_Job_: From the data below, extract every line from the one containing "Where can the yellow" through the last line of the data, inclusive, and reproduce them verbatim.

_Data listing_:
============================================================

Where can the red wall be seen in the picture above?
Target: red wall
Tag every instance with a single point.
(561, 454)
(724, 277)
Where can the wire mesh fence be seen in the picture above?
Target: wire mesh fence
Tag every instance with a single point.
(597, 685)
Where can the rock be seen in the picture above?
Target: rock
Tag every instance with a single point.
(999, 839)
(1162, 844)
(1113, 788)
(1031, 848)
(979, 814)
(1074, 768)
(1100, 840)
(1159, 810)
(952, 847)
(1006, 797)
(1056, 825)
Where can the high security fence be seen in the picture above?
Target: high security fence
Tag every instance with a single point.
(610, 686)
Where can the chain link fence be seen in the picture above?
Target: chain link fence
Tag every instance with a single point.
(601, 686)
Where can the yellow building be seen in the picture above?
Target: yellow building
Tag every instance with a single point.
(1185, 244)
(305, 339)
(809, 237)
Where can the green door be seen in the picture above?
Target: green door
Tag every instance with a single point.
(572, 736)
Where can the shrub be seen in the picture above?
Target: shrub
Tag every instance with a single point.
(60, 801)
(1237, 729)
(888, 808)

============================================================

_Result below_:
Where can the yellow building be seen in the picture above?
Target: yellow building
Tag every instance with a single point.
(1185, 244)
(305, 339)
(809, 237)
Where can the green door be seen in the picture above?
Target: green door
Tag every instance with a single point.
(572, 736)
Where can the shrub be seen in the picture above?
Target: shrub
Tag every instance with a single point.
(60, 801)
(1237, 729)
(888, 808)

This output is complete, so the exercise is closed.